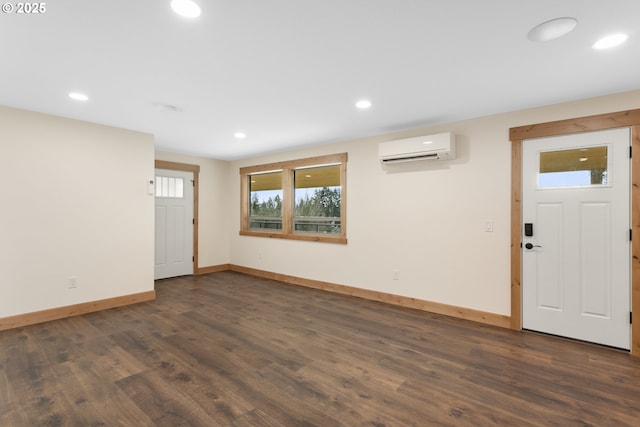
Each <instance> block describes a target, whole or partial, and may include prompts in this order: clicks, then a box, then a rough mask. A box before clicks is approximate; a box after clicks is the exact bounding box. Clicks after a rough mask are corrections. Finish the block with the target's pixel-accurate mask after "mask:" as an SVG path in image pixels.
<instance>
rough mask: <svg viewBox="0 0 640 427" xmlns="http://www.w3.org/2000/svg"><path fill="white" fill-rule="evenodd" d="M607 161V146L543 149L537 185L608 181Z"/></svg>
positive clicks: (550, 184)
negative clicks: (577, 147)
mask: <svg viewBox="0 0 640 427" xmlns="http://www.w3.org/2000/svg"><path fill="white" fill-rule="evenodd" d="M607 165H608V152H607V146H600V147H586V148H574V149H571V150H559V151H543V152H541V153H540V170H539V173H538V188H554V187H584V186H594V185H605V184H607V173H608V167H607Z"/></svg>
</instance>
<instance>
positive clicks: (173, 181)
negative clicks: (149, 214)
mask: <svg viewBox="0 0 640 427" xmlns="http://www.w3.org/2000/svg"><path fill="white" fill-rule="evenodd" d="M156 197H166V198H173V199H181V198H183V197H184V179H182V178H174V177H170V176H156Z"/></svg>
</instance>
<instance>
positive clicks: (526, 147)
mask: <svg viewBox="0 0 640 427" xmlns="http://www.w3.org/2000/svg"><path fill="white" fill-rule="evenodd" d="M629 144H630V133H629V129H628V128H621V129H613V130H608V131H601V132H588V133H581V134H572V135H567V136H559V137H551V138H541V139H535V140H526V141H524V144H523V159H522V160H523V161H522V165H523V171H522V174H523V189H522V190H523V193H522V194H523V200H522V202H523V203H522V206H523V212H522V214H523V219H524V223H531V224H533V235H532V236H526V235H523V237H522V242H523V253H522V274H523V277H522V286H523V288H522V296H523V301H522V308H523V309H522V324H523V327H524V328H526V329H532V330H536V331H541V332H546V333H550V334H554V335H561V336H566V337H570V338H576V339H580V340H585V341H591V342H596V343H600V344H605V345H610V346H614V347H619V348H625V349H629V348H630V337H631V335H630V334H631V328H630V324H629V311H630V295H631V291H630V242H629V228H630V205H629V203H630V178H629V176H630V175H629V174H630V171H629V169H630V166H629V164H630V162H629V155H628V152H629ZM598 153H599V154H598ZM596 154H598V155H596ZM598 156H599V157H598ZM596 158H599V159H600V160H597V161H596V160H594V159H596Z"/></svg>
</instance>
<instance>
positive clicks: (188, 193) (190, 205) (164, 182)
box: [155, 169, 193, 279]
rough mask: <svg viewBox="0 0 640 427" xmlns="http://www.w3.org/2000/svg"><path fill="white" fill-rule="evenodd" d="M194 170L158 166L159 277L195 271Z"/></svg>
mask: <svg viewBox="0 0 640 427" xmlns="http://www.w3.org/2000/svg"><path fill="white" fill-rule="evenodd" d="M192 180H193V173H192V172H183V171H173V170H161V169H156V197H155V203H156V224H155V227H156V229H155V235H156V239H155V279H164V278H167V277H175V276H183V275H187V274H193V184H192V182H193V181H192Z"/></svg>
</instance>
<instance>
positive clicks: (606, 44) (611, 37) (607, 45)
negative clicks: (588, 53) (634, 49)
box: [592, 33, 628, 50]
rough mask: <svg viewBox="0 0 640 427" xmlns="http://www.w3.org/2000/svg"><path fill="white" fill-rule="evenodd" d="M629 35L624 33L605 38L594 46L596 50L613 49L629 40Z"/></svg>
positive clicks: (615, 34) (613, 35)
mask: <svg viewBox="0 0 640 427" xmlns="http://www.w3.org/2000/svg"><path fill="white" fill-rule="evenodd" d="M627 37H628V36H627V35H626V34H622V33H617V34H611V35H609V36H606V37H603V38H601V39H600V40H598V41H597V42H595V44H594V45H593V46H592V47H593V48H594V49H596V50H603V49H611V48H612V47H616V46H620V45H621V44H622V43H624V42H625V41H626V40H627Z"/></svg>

____

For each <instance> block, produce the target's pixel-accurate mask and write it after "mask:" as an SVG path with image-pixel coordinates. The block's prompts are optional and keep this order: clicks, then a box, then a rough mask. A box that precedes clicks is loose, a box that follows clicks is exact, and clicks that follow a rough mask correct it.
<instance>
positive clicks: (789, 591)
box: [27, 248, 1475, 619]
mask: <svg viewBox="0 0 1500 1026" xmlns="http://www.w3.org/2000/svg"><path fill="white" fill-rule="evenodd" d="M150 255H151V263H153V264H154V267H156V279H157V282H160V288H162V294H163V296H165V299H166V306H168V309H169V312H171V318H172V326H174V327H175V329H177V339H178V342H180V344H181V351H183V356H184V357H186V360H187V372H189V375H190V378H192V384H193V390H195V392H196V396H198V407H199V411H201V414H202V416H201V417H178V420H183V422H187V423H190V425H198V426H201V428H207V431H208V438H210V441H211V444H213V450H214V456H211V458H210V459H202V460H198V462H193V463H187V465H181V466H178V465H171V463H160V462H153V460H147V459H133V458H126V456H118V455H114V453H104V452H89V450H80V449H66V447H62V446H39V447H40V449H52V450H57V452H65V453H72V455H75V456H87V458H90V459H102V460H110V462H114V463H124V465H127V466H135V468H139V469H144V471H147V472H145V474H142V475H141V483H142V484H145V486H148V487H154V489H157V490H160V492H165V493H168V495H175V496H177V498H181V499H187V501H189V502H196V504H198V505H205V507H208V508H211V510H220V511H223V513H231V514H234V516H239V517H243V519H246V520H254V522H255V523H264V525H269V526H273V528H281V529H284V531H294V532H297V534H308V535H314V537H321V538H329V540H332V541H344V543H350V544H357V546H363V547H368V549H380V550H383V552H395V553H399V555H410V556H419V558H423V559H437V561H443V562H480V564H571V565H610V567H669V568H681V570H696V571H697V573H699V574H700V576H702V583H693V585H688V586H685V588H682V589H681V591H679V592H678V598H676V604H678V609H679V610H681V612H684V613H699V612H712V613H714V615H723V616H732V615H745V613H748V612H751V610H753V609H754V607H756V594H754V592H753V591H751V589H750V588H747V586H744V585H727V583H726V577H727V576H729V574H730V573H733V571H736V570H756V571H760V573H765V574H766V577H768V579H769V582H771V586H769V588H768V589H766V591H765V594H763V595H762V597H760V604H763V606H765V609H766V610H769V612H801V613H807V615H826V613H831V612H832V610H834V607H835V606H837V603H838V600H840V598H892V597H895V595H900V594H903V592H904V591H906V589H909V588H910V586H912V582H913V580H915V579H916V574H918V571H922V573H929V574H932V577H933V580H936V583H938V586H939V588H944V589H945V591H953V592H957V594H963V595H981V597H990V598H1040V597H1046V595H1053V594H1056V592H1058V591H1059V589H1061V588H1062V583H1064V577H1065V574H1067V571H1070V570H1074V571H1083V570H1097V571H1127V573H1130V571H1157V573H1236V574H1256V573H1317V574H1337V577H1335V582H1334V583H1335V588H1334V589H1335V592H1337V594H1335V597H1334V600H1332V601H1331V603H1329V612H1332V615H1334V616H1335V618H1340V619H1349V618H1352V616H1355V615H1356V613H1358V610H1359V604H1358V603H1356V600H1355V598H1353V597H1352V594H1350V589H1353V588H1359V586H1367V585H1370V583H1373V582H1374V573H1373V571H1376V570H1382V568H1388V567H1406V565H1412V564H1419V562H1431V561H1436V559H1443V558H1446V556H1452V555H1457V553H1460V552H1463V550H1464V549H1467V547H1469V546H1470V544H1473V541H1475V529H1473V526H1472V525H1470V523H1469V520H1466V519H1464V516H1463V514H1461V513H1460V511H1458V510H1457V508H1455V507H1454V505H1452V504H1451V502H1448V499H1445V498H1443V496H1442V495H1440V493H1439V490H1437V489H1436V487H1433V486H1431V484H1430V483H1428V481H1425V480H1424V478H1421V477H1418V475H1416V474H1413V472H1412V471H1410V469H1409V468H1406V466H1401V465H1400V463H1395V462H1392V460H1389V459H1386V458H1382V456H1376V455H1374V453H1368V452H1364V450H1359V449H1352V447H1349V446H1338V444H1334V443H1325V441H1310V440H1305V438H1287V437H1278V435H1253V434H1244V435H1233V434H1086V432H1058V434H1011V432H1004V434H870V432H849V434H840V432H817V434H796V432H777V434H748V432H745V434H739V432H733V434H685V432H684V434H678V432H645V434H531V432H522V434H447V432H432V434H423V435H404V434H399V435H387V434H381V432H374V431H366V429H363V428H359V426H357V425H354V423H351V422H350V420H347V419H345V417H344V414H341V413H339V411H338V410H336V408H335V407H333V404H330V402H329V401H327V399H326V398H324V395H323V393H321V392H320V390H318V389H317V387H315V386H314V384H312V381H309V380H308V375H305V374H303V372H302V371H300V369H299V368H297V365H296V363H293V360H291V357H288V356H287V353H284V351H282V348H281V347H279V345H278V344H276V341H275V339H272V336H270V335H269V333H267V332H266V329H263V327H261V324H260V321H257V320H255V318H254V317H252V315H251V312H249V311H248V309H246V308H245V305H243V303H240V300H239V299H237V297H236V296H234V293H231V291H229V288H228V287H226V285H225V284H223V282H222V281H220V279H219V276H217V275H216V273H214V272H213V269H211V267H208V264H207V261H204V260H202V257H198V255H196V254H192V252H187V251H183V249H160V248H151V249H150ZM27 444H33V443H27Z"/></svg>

____

Your answer should consist of each line above in which "exact" appears.

Each <instance> block describes a target, whole or partial, and may include prompts in this order: clicks, then a box, then a rough mask. A box before clicks is approximate; a box after clicks is the exact bounding box. Clicks after a rough mask are corrections. Finish the block with the target's pixel-accurate mask after "mask:" as an SVG path in image pixels.
For each <instance> block, produce the target's pixel-accurate mask and write it after "mask:" as an SVG path with image-pixel coordinates. The block's prompts are optional and keep this order: clicks, then a box, then a rough mask. A box that precedes clicks is loose, a box that follows clicks is exact, and clicks that follow a rough mask correct it.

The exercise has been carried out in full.